**Exercise task:** Copy out every line of the data below with no changes at all.
══════════════════════════════
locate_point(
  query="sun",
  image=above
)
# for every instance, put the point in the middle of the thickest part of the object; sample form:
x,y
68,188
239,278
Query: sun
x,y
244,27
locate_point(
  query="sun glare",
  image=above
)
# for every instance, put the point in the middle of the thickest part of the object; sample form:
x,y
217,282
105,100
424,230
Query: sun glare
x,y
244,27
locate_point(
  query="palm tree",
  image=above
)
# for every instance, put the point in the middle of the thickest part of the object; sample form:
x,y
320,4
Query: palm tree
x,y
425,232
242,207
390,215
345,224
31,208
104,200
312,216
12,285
══════════════════════════════
**Solved exercise:**
locate_point(
  query="sun",
  image=above
)
# for every instance, put the point in the middle of the thickest part of the object; sample form:
x,y
68,188
239,278
Query: sun
x,y
244,27
locate_point(
  query="sun glare",
  image=above
)
# for every instance, put the point in the middle of the thickest part of the object; sample form:
x,y
217,282
105,100
424,230
Query: sun glare
x,y
244,27
locate_point(
  query="palm tree",
  image=above
)
# for every instance, put the point in the middle of the thickest part of the object; sample form:
x,y
320,4
Query: palm tree
x,y
425,232
242,207
390,215
345,224
31,208
104,200
312,216
12,285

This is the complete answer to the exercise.